Would you print the material exactly, starting at its first line and ending at the line holding "In this picture, where can the wooden"?

****************

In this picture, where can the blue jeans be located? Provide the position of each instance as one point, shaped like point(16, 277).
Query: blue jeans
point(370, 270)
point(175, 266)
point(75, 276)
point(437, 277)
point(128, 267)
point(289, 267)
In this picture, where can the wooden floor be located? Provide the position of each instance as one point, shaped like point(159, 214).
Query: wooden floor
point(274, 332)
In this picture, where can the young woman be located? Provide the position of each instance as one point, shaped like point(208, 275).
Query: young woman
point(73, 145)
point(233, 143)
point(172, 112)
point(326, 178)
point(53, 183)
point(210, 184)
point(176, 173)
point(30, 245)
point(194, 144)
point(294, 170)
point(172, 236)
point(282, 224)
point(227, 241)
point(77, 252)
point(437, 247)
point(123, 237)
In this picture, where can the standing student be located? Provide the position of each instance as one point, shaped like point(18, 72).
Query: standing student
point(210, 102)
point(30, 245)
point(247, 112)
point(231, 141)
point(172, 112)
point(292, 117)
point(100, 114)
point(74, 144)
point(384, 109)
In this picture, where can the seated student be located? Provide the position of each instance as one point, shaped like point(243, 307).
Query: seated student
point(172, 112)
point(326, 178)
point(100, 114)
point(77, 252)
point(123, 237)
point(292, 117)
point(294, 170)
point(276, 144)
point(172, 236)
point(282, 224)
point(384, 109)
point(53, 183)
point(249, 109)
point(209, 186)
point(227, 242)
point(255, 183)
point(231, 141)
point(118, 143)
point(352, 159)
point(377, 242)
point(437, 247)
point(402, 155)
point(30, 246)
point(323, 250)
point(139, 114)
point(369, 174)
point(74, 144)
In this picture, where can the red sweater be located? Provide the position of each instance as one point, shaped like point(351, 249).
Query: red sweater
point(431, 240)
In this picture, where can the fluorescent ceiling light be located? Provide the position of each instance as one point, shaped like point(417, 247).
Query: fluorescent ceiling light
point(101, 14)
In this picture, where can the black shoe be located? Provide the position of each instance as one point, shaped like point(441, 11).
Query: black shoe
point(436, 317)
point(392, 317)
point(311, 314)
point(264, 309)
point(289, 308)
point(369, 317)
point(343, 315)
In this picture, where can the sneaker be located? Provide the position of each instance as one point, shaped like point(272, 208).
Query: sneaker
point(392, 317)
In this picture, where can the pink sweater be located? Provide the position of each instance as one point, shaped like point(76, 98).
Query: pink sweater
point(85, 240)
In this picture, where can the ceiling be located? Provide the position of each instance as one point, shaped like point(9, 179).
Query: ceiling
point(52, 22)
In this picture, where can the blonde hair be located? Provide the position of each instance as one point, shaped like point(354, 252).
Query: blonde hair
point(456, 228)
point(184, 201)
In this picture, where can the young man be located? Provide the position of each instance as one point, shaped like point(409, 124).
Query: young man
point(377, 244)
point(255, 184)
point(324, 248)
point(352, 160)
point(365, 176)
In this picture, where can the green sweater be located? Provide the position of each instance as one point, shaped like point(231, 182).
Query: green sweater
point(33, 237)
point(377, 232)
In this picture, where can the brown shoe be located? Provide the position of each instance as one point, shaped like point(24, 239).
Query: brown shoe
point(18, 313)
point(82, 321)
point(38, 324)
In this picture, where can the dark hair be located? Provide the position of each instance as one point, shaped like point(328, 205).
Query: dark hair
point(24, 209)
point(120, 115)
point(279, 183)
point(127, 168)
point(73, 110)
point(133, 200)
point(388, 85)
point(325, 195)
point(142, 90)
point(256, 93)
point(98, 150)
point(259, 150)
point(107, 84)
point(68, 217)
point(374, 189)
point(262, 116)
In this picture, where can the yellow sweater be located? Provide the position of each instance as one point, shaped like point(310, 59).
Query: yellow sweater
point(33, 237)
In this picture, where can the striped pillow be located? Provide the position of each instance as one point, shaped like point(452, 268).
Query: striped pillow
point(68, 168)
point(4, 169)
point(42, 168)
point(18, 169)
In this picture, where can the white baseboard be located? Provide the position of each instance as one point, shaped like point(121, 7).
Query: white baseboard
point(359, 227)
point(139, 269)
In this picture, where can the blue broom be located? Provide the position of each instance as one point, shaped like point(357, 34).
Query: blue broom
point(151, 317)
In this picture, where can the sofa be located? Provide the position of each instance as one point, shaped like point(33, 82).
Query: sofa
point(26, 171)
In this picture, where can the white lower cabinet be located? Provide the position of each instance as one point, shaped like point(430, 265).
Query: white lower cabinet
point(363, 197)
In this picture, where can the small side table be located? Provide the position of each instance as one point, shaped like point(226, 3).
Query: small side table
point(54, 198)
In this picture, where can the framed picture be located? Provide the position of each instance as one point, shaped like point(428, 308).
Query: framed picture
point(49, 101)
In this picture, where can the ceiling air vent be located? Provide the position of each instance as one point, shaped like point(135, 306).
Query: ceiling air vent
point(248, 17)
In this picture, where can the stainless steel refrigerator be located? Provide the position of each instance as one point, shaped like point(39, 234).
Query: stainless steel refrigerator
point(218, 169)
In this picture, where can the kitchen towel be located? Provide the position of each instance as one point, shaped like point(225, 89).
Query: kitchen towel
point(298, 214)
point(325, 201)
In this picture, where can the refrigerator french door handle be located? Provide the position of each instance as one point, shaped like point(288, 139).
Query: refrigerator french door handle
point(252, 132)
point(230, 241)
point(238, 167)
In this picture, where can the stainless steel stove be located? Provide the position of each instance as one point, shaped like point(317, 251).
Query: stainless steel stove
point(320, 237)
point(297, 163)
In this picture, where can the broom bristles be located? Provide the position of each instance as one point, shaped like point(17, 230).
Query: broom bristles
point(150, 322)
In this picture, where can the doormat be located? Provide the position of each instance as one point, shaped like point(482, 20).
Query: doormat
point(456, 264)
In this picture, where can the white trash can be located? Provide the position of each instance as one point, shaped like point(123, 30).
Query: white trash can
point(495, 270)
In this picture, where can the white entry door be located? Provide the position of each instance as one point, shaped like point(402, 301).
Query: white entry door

****************

● Task answer
In this picture, where can the blue jeans be located? Provide the position of each instance as one point, shaped like point(16, 277).
Query: blue jeans
point(370, 270)
point(175, 266)
point(75, 276)
point(437, 277)
point(128, 267)
point(289, 267)
In this picture, where can the wooden floor be located? Provide the position of each instance as one point, shaped like point(159, 214).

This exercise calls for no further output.